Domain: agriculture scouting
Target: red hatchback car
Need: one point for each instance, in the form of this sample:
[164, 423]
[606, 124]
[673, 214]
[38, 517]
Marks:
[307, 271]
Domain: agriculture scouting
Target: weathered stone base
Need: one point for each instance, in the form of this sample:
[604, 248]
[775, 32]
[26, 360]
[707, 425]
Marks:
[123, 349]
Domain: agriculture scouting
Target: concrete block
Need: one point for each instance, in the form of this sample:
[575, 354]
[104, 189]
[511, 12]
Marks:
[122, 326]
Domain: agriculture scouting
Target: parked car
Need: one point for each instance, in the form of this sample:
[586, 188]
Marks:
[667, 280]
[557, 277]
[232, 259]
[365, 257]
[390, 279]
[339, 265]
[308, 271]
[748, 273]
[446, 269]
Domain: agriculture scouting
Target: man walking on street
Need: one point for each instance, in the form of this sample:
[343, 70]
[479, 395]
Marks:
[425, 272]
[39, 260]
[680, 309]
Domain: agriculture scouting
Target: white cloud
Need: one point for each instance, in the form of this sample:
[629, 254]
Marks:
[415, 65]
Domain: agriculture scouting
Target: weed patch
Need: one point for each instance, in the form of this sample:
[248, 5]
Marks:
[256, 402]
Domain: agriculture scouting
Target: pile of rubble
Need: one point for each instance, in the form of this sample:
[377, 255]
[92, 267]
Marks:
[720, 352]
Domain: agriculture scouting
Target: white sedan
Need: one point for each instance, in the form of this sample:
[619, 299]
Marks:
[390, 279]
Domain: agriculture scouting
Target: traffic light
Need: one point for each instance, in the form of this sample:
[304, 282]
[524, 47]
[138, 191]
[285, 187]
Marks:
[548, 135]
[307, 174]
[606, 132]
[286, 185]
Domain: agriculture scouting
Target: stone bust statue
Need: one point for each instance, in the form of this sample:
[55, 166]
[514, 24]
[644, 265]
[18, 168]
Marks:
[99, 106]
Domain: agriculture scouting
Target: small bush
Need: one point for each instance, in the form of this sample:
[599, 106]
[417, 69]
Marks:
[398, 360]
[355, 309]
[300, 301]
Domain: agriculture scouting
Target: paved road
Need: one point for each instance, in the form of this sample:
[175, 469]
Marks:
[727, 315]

══════════

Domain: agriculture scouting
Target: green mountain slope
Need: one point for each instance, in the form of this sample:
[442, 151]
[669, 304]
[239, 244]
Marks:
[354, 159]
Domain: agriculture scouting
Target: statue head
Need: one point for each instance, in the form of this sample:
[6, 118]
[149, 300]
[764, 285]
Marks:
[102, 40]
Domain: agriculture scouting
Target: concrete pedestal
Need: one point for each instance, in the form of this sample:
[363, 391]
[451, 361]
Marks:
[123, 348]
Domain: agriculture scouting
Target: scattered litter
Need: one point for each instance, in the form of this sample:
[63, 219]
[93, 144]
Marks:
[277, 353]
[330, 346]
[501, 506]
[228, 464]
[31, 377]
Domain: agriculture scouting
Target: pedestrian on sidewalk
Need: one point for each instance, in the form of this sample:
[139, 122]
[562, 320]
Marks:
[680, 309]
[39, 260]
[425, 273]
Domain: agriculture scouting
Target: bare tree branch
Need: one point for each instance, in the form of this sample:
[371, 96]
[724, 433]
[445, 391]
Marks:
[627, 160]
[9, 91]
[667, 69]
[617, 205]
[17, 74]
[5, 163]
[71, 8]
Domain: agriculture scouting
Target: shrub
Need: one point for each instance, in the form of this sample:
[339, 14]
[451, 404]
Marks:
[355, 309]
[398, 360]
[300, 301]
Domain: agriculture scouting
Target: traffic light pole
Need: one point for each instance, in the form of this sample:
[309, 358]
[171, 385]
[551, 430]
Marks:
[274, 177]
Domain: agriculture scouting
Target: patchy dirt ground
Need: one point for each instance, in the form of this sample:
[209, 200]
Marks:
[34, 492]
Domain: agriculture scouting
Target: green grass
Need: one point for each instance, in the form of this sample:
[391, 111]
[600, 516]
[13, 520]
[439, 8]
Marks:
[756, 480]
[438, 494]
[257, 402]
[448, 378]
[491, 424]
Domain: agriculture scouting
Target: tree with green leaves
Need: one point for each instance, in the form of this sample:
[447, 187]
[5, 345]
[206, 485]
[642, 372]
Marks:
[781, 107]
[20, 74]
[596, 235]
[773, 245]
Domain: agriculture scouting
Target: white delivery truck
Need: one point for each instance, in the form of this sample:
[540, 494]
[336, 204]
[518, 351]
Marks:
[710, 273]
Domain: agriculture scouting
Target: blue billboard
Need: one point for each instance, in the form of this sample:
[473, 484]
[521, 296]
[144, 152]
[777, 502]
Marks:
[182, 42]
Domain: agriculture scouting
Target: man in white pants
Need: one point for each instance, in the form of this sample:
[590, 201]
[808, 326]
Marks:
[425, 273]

══════════

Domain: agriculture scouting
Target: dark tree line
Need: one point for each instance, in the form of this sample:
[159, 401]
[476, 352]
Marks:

══════════

- Work to do
Pick out each line of the records that contains the word "concrete".

- Solution
Target: concrete block
Target: concrete pedestal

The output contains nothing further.